### Extracted text

:::::

The bias against transgender people runs deep
The Supreme Court recently issued a notice to the ministry of civil aviation and Air India after the public carrier denied a job to a transgender person allegedly on the basis of gender.
The Supreme Court recently issued a notice to the ministry of civil aviation and Air India after the public carrier denied a job to a transgender person allegedly on the basis of gender. Shanavi Ponnusamy, 26, an engineering graduate from Thoothukuddi in Tamil Nadu, underwent gender reassignment surgery in 2014 and subsequently trained to become a member of the cabin crew of an airline. But she was rejected since the ministry of civil aviation hasn’t yet created a category for transgender persons.
Ponnusamy isn’t the only one fighting such obstacles and prejudices. A sailor from Visakhapatnam was sacked by the Indian Navy on October 9 after a sex-change surgery. Sabi Giri, born Manish Kumar Giri, was pink-slipped ostensibly for breaching recruitment regulations and eligibility criteria. The Navy restricts recruitment of women to certain departments. Last week, the Delhi High Court asked the Navy if Giri could get another posting.
Batting for affirmative action, it is the judiciary which has repeatedly come to the rescue of transgender people facing discrimination. In 2014, a landmark Supreme Court judgment recognised that they should enjoy all the fundamental rights enshrined in the Constitution. Acknowledging the inherent biases that kept trans-people on the fringes of educational institutions and workplaces for reasons other than their ability, the apex court ordered setting aside quotas for them in jobs and education for the first time. But a bill tabled in the Parliament last year to formalise the rights of transgender people is yet to become law.

:::::

### List of tasks
[A] Answer these questions from the article on bias against transgender people:
(i) In what year did Shanavi Ponnusamy undergo gender reassignment surgery?
(ii) On what date did the Indian Navy sack the sailor from Visakhapatnam?
(iii) For what did the 2014 Supreme Court judgment order quotas to be set aside for transgender people?
[B] Write out the passage from the article on bias against transgender people that begins at the words "The bias against" and stops after "for transgender persons.".

### Excerpted data

:::::

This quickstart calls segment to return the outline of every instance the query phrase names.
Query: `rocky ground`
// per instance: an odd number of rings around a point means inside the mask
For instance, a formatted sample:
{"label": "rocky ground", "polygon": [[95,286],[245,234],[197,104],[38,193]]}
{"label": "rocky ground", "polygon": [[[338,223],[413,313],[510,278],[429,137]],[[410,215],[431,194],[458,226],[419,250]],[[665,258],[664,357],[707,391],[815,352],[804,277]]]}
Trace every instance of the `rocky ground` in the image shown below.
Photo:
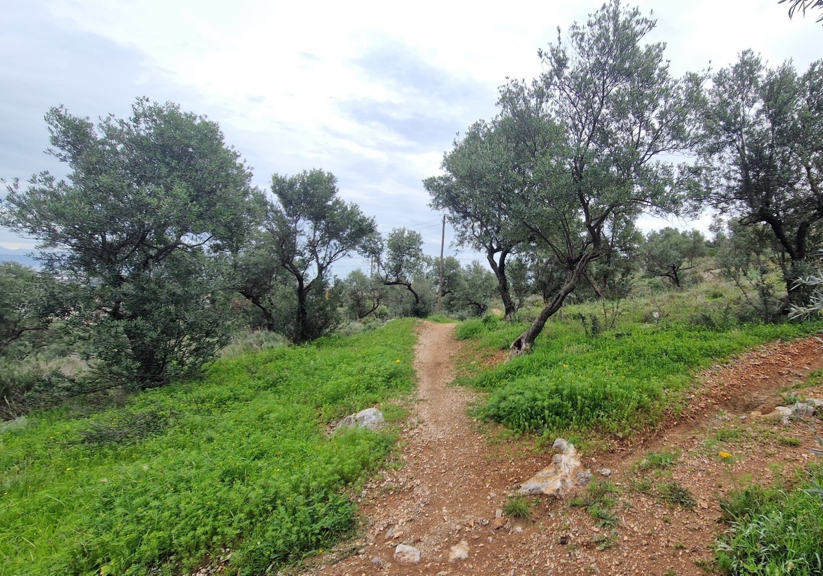
{"label": "rocky ground", "polygon": [[[515,519],[502,513],[507,497],[550,464],[551,450],[499,430],[481,433],[467,416],[475,394],[449,386],[453,359],[467,353],[453,326],[422,323],[418,399],[395,460],[360,495],[360,537],[289,572],[704,574],[727,527],[719,520],[723,495],[746,482],[794,478],[815,458],[810,418],[781,422],[752,412],[773,412],[794,388],[823,397],[823,387],[803,388],[823,366],[819,346],[811,338],[772,344],[713,367],[700,375],[686,413],[667,418],[663,430],[588,448],[583,467],[590,481],[613,483],[607,523],[546,496],[535,499],[530,518]],[[662,467],[644,462],[649,453],[678,456]]]}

:::::

### Answers to this exercise
[A]
(i) 2014
(ii) October 9
(iii) Jobs and education

[B]
The bias against transgender people runs deep
The Supreme Court recently issued a notice to the ministry of civil aviation and Air India after the public carrier denied a job to a transgender person allegedly on the basis of gender.
The Supreme Court recently issued a notice to the ministry of civil aviation and Air India after the public carrier denied a job to a transgender person allegedly on the basis of gender. Shanavi Ponnusamy, 26, an engineering graduate from Thoothukuddi in Tamil Nadu, underwent gender reassignment surgery in 2014 and subsequently trained to become a member of the cabin crew of an airline. But she was rejected since the ministry of civil aviation hasn’t yet created a category for transgender persons.